En recientes declaraciones, Steve Bannon, estratega máximo de la campaña presidencial de Trump y animador actual de la extrema derecha europea, manifestaba: "Hemos convertido a los republicanos en un partido de la clase obrera". Si no se nos congela el gesto al escuchar esto es que no nos enteramos de qué mundo nos espera. Así que más vale que espabilemos ante los cambios que promete gente como él. A un compañero conspiranoico confeso ya le avisé: "Ojo con éstos o nos pasará lo del refrán, que nos comerán el pan y se cagarán en el morral".

Creí bueno vacunarle porque la declaración vale igual si en vez de los republicanos estadounidenses ponemos a Vox, al Frente Nacional francés o a los polacos de Ley y Justicia. Algo parecido podría haberse dicho de esos votantes laboristas británicos que emigran al partido de los conservadores. Se sospecha que magos de oscuras artes informáticas, encabezados por Bannon, han conseguido, trasteando la propaganda electoral, que toda una legión de veteranos laboristas se vea representada ahora por señoritos de pura cepa.

Pero vayamos a los partidos europeos antes citados, esos que tan altivos cantan victoria. Su tontera es tan manifiesta que no les duelen prendas en declararse demócratas, cuando hasta hace poco decían ser patriotas liberales. Claro que, si se tercia, a éstos les sobra cuajo para presentarse como liberadores y hasta libertarios. Para ellos la libertad no es más que un comodín con el que vienen a malear el juego, nunca un compromiso para jugar limpio y sin amenazas. Lo que de momento les importa es ganar, ganar terreno, tribunas y escaños, porque detrás de los escaños saben que vendrá el dinero contante. Como además se ven también sobrados de valores morales, dicen no tener prejuicios. Gracias a ese talante se presentan como patria de acogida ante esos hijos pródigos que un mal día se perdieron en los tentaderos revolucionarios. Erguidos a la vista de todos, abren sus anchos brazos como un soberbio oso. Y como todos caben en su seno, serán muchos los que acaben presos de su cariño feroz. He dicho que caben todos, pero bueno, tampoco vamos a mentir, realmente caben casi todos. Para alojarte en ese peludo y sofocante regazo común tienes que reconocerte en ciertos valores, en concreto en los valores que sustentan la indefinible condición europea. Sea lo que sea eso, dicen que está en vigor desde tiempos ancestrales y que suscribirla no es mucho pedir. Si por puro azar caíste en el útero oportuno y naciste donde debías, la cosa te será natural y a su club te apuntas gratis. Esa condición de europeo, de europeo blanco se entiende, por sí sola constituye ya para ti una clase, y una clase bien sólida, más vieja incluso que la clase obrera. Como gozas, por aborigen, de ese blanco privilegio, si además te alistas a defenderlo éstos te prometen bandera para que no quedes nunca a la intemperie. Guerrear de su lado es bien fácil, pues no necesitas ni dudar, porque te van señalando quiénes son los culpables de todo y de dónde vienen los malos.

Qué debes hacer:
A. En el documento, ¿con qué animal se compara a esos partidos cuando abren los brazos?
B. Reproduce, por favor, el pasaje del documento que empieza en las palabras "Creí bueno vacunarle" y acaba después de "de pura cepa.".
Las líneas no intervienen en nada de esto.

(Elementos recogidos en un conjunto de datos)
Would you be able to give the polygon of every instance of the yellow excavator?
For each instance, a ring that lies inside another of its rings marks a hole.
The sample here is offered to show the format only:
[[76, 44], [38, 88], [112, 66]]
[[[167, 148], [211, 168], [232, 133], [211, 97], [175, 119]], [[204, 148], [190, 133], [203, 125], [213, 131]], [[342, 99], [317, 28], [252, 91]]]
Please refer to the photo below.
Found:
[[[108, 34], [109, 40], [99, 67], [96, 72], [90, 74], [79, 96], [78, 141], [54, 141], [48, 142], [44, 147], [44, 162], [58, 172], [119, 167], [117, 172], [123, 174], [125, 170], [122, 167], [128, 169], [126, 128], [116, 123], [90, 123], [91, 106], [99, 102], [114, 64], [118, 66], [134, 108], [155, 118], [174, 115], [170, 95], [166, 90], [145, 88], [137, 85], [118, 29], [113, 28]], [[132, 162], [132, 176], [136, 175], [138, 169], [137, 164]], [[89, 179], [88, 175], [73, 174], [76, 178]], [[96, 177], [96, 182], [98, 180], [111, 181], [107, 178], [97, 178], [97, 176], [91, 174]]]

Respuestas:
A. Con un soberbio oso.

B.
Creí bueno vacunarle porque la declaración vale igual si en vez de los republicanos estadounidenses ponemos a Vox, al Frente Nacional francés o a los polacos de Ley y Justicia. Algo parecido podría haberse dicho de esos votantes laboristas británicos que emigran al partido de los conservadores. Se sospecha que magos de oscuras artes informáticas, encabezados por Bannon, han conseguido, trasteando la propaganda electoral, que toda una legión de veteranos laboristas se vea representada ahora por señoritos de pura cepa.